Consigne = Recopiez sans la moindre modification le passage du texte à lire ci-dessous qui va de « Aucun service de » à « estimations à l’absurde. », ces deux bornes comprises.

Texte à lire =
Les exonérations accordées aux miniers coûtent cher au Trésor public

Aucun service de l’État ne dispose des statistiques fiables sur le volume de la production locale ou la quantité d’huiles pour automoteurs importées. Depuis 2013, la base imposable repose sur des estimations à l’absurde.

Refus de coopérer par des producteurs locaux et des importateurs que ce sont généralement des entreprises pétrolières commerciales ou prévarication des entités de contrôle et financières de l’État ? En tout cas, chaque service générateur de recettes de l’État y va avec ses calculs de probabilité. Pour la Direction générale des douanes et accises (DGDA), l’assiette imposable pour l’exercice 2017 sur les liquides pour freins hydrauliques et préparations lubrifiantes importés se chiffre à 18.3 milliards de francs. Le taux d’imposition sur les droits d’accises pour ce produit étant de 10 %, la DGDA escompte percevoir quelque 1.8 milliard à fin 2017.

En 2016, les liquides pour freins hydrauliques et préparations lubrifiantes importés avaient rapporté plus de 1.2 milliards de francs à la douane congolaise sur des assignations de l’ordre de plus de 314 millions de francs, soit un taux de réalisation de 402,6 %. En 2015, la DGDA a réalisé une contreperformance d’environ 30 % avec des recettes d’un peu plus de 1 milliard de francs sur des prévisions de plus de 3 milliards. En 2014, se fondant sur aucune projection fiable, la douane a dépassé de 37 % ses assignations et réalisé, en numéraires, plus de 577 millions de francs des recettes contre des prévisions de 420 millions. Pour ce qui est des huiles de graissage et lubrifiants importés, la Direction générale des douanes et accises a décidé de ne pas avancer la moindre prévision dans le budget 2017. Pourtant, en 2014, elle avait perçu plus de 217 millions de francs sur ces produits contre des prévisions de plus de 240 millions de francs, soit un taux de réalisation de 90,2 %. Les recettes des droits d’accises sur les huiles de graissage et les lubrifiants importés ont cependant périclité en 2015. Pour des projections de 72.8 milliards de francs, les recettes n’ont été que de 1. 3 milliard, soit 1,9 % de taux de réalisation. La douane a plus que doublé ses prévisions en recettes en 2016, avec un taux de perception de 267,6 % pour un montant de plus de 3,7 milliards contre des assignations de 1.4 milliard de francs.

Entrées =
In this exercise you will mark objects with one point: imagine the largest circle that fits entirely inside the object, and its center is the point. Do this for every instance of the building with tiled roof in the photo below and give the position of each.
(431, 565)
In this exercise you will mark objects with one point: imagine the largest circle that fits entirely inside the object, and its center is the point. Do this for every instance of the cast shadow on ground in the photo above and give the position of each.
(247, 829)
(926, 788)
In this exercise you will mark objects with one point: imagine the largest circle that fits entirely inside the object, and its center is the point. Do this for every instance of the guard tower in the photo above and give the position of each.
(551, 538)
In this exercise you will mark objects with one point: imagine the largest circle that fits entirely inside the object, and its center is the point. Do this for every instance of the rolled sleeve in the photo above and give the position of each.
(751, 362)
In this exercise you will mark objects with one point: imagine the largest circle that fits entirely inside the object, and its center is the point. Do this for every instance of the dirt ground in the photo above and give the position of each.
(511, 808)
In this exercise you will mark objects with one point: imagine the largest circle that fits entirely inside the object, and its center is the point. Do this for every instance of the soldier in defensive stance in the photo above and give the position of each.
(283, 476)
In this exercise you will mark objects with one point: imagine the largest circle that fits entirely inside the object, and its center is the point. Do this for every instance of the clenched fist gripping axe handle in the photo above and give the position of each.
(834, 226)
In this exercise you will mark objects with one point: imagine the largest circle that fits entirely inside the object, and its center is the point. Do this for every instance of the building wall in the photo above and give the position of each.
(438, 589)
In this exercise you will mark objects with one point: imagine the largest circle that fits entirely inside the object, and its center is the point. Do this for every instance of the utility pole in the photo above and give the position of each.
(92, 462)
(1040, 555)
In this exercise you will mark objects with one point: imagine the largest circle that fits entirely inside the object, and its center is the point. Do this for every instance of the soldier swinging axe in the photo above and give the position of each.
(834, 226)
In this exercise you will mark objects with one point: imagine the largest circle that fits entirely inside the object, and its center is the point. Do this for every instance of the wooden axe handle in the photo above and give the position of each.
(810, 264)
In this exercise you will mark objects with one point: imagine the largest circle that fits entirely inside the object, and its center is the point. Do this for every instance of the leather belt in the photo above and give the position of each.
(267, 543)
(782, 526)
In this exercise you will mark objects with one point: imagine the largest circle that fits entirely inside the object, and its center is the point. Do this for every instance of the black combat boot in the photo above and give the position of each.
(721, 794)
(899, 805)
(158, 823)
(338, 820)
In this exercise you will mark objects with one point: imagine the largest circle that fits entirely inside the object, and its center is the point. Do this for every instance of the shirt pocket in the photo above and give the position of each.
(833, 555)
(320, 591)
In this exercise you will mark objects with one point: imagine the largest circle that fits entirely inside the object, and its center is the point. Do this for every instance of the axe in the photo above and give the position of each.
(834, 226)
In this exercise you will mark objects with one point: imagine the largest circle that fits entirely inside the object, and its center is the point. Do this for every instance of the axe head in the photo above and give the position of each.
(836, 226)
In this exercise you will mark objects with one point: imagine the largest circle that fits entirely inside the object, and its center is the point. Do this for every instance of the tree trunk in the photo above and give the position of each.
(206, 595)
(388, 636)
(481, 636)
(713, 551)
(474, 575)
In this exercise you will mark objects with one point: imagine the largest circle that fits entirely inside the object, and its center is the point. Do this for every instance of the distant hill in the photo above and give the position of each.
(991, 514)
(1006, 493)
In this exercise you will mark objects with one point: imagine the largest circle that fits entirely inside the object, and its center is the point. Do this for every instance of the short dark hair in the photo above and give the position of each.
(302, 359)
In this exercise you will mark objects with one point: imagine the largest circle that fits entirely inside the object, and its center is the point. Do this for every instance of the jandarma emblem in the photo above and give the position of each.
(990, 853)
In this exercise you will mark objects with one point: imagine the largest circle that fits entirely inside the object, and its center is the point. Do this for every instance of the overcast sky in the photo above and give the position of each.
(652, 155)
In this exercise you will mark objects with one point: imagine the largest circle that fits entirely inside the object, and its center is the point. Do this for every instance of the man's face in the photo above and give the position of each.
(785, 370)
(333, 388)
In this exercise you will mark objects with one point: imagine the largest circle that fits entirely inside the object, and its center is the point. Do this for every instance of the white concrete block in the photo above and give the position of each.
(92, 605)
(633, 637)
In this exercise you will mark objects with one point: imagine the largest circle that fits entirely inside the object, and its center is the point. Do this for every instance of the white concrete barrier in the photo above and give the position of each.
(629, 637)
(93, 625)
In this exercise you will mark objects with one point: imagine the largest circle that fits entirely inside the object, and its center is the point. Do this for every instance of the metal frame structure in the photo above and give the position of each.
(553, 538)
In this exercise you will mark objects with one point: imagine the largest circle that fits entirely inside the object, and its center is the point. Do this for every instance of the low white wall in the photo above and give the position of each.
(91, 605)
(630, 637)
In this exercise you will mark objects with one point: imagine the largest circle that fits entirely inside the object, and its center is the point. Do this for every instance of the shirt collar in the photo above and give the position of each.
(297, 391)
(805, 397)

Corrigé =
Aucun service de l’État ne dispose des statistiques fiables sur le volume de la production locale ou la quantité d’huiles pour automoteurs importées. Depuis 2013, la base imposable repose sur des estimations à l’absurde.